"""
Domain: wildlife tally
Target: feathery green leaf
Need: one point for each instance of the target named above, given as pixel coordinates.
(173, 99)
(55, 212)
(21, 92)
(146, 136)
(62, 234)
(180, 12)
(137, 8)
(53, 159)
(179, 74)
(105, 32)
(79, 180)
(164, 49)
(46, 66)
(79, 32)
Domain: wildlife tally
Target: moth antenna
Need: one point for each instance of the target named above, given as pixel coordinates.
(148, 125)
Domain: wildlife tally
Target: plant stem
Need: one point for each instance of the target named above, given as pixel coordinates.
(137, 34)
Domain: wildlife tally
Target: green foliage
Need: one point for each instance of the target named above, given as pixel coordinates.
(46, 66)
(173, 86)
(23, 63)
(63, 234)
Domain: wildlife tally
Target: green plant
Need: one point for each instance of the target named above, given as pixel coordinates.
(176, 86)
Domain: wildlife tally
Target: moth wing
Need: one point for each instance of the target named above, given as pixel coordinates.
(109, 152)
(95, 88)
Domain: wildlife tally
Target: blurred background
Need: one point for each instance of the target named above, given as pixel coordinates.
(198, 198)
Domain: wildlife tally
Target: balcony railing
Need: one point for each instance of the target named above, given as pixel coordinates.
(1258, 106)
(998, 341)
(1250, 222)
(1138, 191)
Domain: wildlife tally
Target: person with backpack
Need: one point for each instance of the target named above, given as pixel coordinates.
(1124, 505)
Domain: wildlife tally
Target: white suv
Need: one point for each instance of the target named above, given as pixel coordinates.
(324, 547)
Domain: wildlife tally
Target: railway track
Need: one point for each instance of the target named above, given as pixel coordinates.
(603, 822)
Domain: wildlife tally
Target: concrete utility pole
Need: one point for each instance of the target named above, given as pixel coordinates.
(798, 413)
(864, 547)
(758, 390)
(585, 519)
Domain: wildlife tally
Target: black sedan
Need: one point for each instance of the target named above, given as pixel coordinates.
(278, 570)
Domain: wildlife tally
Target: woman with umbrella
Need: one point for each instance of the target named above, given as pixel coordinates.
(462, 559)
"""
# TASK TO CARRY OUT
Repeat the data in its entirety, character for character.

# OUTPUT FOR THIS EXERCISE
Domain: wildlife tally
Target: feathery green leaf
Need: one point for each instance of the target named above, given as pixel coordinates.
(173, 99)
(55, 212)
(21, 92)
(146, 136)
(62, 234)
(180, 12)
(137, 8)
(53, 159)
(179, 74)
(105, 32)
(79, 180)
(164, 49)
(46, 66)
(79, 32)
Domain: wildlife tally
Target: moth antenna
Need: one point for each instance of the target named above, given as pixel coordinates.
(148, 125)
Domain: wildlife tally
Target: plant stem
Need: one point for each instance of the target named above, given as pixel coordinates.
(137, 34)
Domain: wildlife tally
Target: green foliage
Need: one point for each instance of the target named above, given as pixel coordinates.
(46, 66)
(173, 86)
(23, 63)
(63, 234)
Domain: wildlife tally
Target: green plant
Need: one point for each instance of the target named above, given as pixel coordinates.
(176, 86)
Domain: wildlife tally
Target: moth wing
Need: one point for each instance of the target named above, given as pixel coordinates.
(109, 152)
(95, 88)
Domain: wildlife tally
Target: blurred background
Need: one point for each instance of the target named above, given as pixel coordinates.
(198, 198)
Domain: wildlife tally
Target: balcony railing
Need: one point for each instance of the target named above, given as pixel coordinates.
(1258, 106)
(998, 341)
(1250, 222)
(1138, 191)
Domain: wildlife tally
Target: person with backpack
Need: one point for each instance of the target named above, given as pixel coordinates.
(1124, 505)
Domain: wildlife tally
Target: white suv
Need: one point for each instance of the target named above, given as pixel coordinates.
(324, 547)
Domain: wildlife tally
Target: railway track
Need: one point for each instance of the target named above, given as pixel coordinates.
(603, 822)
Domain: wildlife tally
Target: concrete utility pole
Need: one point for each instance of the target named above, given as pixel coordinates.
(798, 413)
(864, 547)
(758, 390)
(585, 519)
Domain: wildlife tally
Target: black sedan
Need: one point for each instance of the target named above, given as pixel coordinates.
(278, 570)
Domain: wildlife tally
Target: woman with umbrella
Need: one point for each instance of the target named above, given as pixel coordinates.
(462, 559)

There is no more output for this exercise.